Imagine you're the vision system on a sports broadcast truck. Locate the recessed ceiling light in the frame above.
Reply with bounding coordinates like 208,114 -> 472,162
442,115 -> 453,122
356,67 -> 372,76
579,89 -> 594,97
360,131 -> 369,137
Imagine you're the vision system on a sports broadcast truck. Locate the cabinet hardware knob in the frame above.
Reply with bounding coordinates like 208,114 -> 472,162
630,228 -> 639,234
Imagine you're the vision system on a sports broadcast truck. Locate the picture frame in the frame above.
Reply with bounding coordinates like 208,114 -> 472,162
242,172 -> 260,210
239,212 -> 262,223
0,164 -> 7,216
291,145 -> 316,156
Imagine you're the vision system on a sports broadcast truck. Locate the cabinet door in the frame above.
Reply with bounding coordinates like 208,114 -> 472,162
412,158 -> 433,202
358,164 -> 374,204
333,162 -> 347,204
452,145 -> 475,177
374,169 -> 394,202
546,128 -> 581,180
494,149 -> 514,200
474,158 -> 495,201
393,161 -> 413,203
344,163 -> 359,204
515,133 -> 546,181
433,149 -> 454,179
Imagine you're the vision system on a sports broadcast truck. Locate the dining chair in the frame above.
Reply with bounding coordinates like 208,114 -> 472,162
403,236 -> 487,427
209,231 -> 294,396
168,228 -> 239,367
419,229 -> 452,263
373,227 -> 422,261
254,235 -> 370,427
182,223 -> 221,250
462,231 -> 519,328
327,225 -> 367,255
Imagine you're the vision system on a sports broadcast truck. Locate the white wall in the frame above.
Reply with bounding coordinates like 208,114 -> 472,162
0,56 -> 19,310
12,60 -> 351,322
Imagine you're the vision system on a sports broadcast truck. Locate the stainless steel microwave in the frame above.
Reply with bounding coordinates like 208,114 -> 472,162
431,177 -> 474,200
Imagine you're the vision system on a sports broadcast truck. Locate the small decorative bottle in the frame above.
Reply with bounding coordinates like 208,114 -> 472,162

* * * * *

_PROBLEM STATEMENT:_
Give a word-for-word copy of the records.

_WORKED SOLUTION:_
Imagine you're the vision system on a sports broadcast truck. Locate the recessed ceiling light in the frame above.
Reply with bounding coordinates like 208,114 -> 472,162
442,115 -> 453,122
356,67 -> 372,76
579,89 -> 594,97
360,131 -> 369,137
Imagine you're the vision system on a sports broadcast truck. Locate the cabinet hardware knob in the frame above.
Reply with bounding coordinates like 208,114 -> 472,162
630,228 -> 639,234
Imagine you're the vision system on a sports broadcast truck. Locate the picture frame in the frame above.
Reply with bounding coordinates like 208,114 -> 472,162
242,172 -> 260,210
239,212 -> 262,223
0,164 -> 7,216
291,145 -> 316,156
Imagine you're the vision system on a sports broadcast truck. Locate the cabinet door in the frame above.
Reply with bounding coordinates like 208,114 -> 472,162
412,158 -> 433,202
358,164 -> 374,204
333,162 -> 347,204
452,145 -> 475,177
374,169 -> 394,202
546,128 -> 581,180
494,149 -> 514,200
474,158 -> 495,201
393,161 -> 413,203
344,163 -> 359,204
515,133 -> 546,181
433,149 -> 454,179
Imagine you're the vision system on a sports broadcast truck. Locate the dining chair in the frame above.
Reply with bounding coordinates like 208,114 -> 472,162
403,236 -> 487,427
209,231 -> 294,396
168,228 -> 239,367
419,229 -> 452,263
373,227 -> 422,261
254,235 -> 370,427
182,223 -> 221,250
462,231 -> 519,328
327,225 -> 367,255
Imagine you're the vision system on a sports broadcast truck. Locate the white wall in the frame above.
Reply with bounding coordinates like 208,114 -> 472,162
0,56 -> 19,310
12,60 -> 351,322
Imagine you're the vision system on a sports broadcast truck. Locate the stainless steel microwave in the frame above.
Reply with bounding coordinates like 208,114 -> 472,162
431,177 -> 474,200
Imagine you're the vision system on a sports broadcast truck. Locate the small decorative bottle in the frame above.
Reply with bounding coordinates like 208,114 -> 472,162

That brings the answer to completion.